Segment Start: Records supplied

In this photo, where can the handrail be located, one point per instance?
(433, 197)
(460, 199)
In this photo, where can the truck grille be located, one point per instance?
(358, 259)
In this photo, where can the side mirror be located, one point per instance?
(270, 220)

Segment End: Records supplied

= What to work on =
Beginning at the line that holds "In this photo, where can the side", copy every line through the end of the entries exactly as given, and only those lines.

= Response below =
In this photo, where can the side mirror be located, one point per instance?
(270, 220)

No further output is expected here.